**Quoted text**
Sounds like a grading nightmare.
I want to be a first in line for that job.


----------



## SPEARCHUCKER (Mar 24, 2009)

Doesnt seem that bad to me LowR. A victory is a victory.

I hope it generates tons of money for the state. Seeing those $$$$$ signs is the only thing that would help change things in the south. Especially with our superior weather and soil.


----------



## slowmo77 (Mar 24, 2009)

i agree, when they start seeing dollars roll in to other states more will jump on. instead of wasting money they could be makin money. what branch of government doesn't like money? none


----------



## LowRider (Mar 24, 2009)

SPEARCHUCKER said:
			
		

> Doesnt seem that bad to me LowR. A victory is a victory.
> 
> I hope it generates tons of money for the state. Seeing those $$$$$ signs is the only thing that would help change things in the south. Especially with our superior weather and soil.


 
its not that its bad to me, but these places have to make money which means the prices will be near black market prices.


----------



## kubefuism (Mar 24, 2009)

As long as the state is not in control of production I'm so there and jumping up and down till I puke.  Pa is finaly looking at MMJ, thank God for small miricles.


----------



## SIR CHINK (Mar 26, 2009)

Oh snizz ;] hope this passes! I'ma def write to em!


----------



## Dr. GreenBrain (Mar 26, 2009)

LowRider said:
			
		

> I just read the bill looks like a very high tax is right.



In CA the taxes will be high if they pass the bill too, but they expect that, with all the pot being dumped onto the market, the price of weed will fall dramatically. In this article, they estimate that a joint will cost someone $1 including taxes.

This article is where I got the quote in my signature by Judge James P. Gray

CONGRATS MASS! Even if it doesn't pass this time around, introducing a bill is still a small vicotry.


----------



## cubby (Mar 26, 2009)

If this passes the south would have no choise but to ennact legalization. When the state legislators relize that they are paying for increased incarcerarion rates due to illegally imported weed from other states it will become abundantly clear that the neo-moralist view of prohibitive enforcement makes no sence.
You can be sure people will be buying legal weed to ship south, just like people in the north go down south to buy handguns without any quesstions, restrictions, or requirements.
I immagine that the constitution requirement that states must repect legal standing in other states will end up being the last gasp of prohibition.:hubba:


----------



## Dr. GreenBrain (Mar 26, 2009)

cubby said:
			
		

> If this passes the south would have no choise but to ennact legalization. When the state legislators relize that they are paying for increased incarcerarion rates due to illegally imported weed from other states it will become abundantly clear that the neo-moralist view of prohibitive enforcement makes no sence.
> You can be sure people will be buying legal weed to ship south, just like people in the north go down south to buy handguns without any quesstions, restrictions, or requirements.
> I immagine that the constitution requirement that states must repect legal standing in other states will end up being the last gasp of prohibition.:hubba:



Holly crap, I never thought of that! You are totally right, it will be like dominoes. We may be on the cusp of a major revolution in this country, though I suspect this isn't the first time.

[Image object location entries]
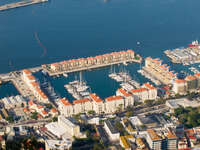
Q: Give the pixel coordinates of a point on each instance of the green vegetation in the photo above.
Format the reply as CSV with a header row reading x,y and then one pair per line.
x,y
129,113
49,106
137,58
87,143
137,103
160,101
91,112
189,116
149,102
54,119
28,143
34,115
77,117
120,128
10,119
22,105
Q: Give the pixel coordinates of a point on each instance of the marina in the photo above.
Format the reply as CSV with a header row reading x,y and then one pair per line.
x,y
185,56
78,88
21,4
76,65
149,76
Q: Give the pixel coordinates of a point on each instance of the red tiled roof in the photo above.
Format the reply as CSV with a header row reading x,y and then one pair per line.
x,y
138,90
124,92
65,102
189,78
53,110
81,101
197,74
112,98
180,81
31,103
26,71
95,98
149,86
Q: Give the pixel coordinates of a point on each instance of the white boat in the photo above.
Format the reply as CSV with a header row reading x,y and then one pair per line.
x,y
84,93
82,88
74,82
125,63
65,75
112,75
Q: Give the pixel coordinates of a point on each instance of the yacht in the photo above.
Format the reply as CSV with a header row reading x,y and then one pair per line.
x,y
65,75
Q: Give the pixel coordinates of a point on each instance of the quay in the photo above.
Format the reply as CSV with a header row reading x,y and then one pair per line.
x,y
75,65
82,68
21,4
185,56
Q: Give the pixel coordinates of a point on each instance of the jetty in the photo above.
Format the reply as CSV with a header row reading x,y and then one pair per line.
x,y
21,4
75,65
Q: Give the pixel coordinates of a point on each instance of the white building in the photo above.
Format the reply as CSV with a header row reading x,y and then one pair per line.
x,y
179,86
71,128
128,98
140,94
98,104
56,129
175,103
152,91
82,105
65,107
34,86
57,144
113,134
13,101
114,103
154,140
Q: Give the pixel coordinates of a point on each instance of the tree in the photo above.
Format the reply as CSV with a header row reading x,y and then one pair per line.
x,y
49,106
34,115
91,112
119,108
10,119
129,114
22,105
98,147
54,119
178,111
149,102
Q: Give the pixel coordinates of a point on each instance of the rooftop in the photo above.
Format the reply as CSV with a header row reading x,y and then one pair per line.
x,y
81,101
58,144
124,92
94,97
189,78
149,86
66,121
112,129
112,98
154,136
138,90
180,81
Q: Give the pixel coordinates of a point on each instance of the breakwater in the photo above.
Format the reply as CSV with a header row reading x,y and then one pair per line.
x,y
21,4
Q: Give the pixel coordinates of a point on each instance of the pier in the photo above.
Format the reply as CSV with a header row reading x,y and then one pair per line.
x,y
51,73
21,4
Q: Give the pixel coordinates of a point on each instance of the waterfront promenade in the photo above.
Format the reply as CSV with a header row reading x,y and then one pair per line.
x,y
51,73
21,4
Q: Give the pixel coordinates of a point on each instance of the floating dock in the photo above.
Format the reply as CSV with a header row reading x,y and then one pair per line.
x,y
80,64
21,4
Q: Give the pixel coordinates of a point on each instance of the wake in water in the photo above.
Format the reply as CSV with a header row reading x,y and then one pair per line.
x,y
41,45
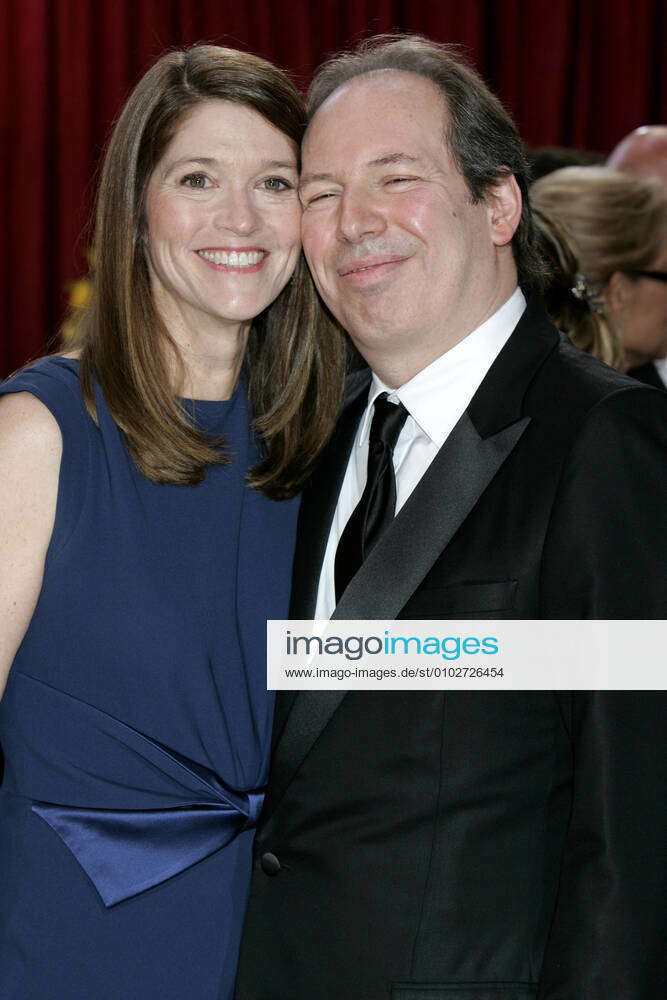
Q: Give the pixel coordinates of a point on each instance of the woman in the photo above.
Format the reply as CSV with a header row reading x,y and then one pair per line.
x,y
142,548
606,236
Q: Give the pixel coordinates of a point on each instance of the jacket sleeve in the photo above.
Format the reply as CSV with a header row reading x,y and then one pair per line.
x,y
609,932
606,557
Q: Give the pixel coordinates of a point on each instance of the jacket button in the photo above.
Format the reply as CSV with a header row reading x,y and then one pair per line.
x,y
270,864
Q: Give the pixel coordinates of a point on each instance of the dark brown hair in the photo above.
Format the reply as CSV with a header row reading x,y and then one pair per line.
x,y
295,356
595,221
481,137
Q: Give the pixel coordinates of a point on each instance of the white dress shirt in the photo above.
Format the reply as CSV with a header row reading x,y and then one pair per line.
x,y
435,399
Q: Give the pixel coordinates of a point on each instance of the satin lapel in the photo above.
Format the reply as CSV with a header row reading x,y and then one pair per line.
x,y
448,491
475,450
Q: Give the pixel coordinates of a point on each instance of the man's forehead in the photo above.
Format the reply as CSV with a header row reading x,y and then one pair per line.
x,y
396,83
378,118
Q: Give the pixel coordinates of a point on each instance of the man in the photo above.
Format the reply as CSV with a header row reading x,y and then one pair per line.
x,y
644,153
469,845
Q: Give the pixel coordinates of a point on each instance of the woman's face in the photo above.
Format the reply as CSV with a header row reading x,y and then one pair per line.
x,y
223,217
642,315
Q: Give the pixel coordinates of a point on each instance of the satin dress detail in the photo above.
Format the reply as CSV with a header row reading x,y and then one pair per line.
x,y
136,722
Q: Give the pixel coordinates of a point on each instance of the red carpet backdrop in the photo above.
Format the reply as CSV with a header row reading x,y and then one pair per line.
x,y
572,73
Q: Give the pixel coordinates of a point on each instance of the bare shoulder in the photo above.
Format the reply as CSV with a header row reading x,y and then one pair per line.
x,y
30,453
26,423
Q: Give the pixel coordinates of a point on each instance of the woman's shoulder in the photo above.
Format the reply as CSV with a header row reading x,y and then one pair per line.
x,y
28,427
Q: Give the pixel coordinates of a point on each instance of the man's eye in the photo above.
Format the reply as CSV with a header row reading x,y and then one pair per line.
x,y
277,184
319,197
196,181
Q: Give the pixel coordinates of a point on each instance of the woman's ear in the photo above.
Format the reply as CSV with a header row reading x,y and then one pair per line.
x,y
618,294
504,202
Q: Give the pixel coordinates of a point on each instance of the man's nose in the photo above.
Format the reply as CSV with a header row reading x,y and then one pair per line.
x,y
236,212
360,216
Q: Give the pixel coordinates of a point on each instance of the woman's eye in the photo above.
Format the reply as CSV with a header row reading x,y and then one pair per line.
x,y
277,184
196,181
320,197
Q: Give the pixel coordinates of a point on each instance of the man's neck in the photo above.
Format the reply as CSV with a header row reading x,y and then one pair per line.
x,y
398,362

**The exercise**
From the forum thread about the legalization bill, output word for word the passage that begins at the words "its not that" and stops after "kubefuism (Mar 24, 2009)".

**Reply**
its not that its bad to me, but these places have to make money which means the prices will be near black market prices.


----------



## kubefuism (Mar 24, 2009)